● Supplied entries
______
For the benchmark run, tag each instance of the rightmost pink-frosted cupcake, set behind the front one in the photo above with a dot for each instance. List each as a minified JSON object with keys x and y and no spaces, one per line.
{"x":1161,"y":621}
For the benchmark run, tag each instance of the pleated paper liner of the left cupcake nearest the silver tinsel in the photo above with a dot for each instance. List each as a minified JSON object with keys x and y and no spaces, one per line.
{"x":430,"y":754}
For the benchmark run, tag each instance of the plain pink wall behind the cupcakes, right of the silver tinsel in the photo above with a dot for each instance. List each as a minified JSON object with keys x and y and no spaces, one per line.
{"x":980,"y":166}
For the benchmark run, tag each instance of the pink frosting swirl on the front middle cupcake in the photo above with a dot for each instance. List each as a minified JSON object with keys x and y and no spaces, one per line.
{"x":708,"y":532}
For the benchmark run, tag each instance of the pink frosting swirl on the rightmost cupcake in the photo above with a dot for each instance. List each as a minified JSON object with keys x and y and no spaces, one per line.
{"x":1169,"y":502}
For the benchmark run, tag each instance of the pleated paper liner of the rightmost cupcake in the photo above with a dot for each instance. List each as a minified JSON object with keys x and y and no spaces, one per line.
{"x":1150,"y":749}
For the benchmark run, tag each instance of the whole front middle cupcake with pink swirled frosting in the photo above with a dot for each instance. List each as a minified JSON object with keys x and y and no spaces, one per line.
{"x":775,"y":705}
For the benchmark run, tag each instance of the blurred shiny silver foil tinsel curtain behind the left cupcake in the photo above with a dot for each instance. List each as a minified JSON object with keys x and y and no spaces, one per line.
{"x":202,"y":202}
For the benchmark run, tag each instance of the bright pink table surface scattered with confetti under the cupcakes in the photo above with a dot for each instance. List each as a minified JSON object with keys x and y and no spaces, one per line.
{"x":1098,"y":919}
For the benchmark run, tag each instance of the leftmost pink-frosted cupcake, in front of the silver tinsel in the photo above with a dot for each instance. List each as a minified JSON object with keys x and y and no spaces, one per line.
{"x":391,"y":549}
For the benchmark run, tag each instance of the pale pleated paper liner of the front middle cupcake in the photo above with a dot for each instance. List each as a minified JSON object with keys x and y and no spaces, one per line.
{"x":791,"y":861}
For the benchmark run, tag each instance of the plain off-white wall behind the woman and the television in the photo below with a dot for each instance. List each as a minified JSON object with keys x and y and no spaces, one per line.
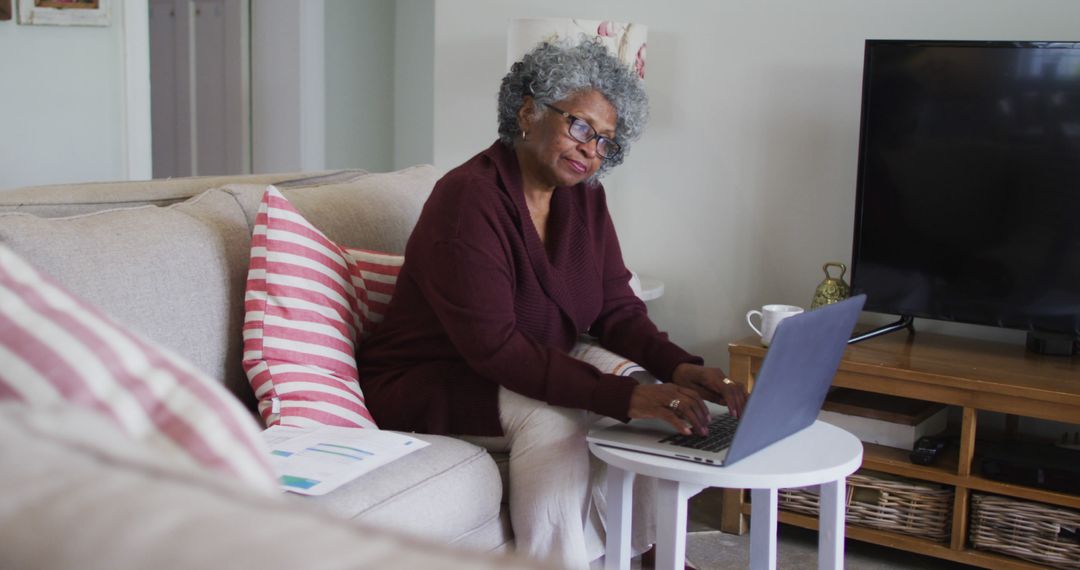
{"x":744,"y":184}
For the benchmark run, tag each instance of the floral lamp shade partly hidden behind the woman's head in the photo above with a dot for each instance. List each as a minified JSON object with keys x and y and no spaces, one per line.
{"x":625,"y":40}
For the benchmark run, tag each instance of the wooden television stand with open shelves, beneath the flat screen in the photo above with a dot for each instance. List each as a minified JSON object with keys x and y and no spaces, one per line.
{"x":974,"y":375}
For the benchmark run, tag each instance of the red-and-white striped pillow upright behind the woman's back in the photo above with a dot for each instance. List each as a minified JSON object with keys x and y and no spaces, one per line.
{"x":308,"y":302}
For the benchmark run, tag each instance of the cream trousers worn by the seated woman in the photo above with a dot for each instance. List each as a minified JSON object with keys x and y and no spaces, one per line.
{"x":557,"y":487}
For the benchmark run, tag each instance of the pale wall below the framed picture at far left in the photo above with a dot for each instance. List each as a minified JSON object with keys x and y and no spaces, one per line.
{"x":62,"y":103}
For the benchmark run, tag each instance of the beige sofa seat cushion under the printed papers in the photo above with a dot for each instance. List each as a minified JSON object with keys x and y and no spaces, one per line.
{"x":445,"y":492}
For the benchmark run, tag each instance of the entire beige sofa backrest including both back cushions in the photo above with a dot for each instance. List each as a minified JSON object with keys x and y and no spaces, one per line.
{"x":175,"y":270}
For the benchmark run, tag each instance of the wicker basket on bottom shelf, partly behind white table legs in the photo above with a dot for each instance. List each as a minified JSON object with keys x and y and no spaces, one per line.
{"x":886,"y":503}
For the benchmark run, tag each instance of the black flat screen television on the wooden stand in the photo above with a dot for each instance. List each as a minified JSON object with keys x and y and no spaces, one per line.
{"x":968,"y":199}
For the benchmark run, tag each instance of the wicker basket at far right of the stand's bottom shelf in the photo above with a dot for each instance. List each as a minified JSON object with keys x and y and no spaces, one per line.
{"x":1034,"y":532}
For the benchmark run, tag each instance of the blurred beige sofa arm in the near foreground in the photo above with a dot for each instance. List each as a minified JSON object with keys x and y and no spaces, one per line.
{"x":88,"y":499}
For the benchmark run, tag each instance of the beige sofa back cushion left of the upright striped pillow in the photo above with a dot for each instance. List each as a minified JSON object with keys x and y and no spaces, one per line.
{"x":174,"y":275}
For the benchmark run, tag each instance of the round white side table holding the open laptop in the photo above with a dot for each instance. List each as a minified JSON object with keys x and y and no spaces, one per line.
______
● What is being asked
Having found the line that contains "For the benchmark run, tag each instance of the pale wall", set down that line and all the rest through the end of the records, exactly.

● Your solution
For the benchmark run, tag each instance of the pale wall below the framed picture at far left in the photo above with a dot for each instance. List each as a minified JSON object with keys x and y and no spaces, one per line.
{"x":62,"y":103}
For the benchmark run, tag each instance of the beige sofa seat cushion under the printed papers in the photo above with a dot for each instance. List each as a minified JSON object with keys x and y and no spaces, one per line.
{"x":445,"y":492}
For the benchmark run, tag each instance of the entire beige sofa backrest including both back cushions in the photo above with a dot for each instance. List each as a minified JSON object with keys x and y and no spaces, one per line.
{"x":175,"y":270}
For the benchmark run, tag each instance of the wicker basket on bottom shelf, partly behind white table legs in the photo above with a dot for each instance. List each as a minified JSON object with keys x and y and no spaces, one per line.
{"x":886,"y":503}
For the benchmark run, tag each instance of the black flat screen television on the wooden stand in the photo above with a dot for each instance. List each as a minified JSON object with keys x and y and no spaces, one per line.
{"x":968,"y":199}
For the benchmark run, tag each instance of the wicker basket at far right of the stand's bottom shelf in the photo above with a dot for each instance. List each as a minified JSON object with keys x and y and no spaces, one per line.
{"x":1034,"y":532}
For the benchmark run, tag each instance of the blurred beige sofa arm in the near foreground in the photo above with a dot for each instance. List each as a minified JSON object with keys x and y and no spaces, one per line.
{"x":88,"y":499}
For the benchmark run, tag each instance of the beige sofa back cushion left of the upright striped pillow in the photo above with a dot for each instance. List each as a minified JSON object with keys x and y and no spaces, one per line.
{"x":174,"y":275}
For the benchmark run, tag each instance of the round white side table holding the open laptop in the photo above with a dot for each instance. List each as a minified JSON object with keys x and y and no spaces, one per line.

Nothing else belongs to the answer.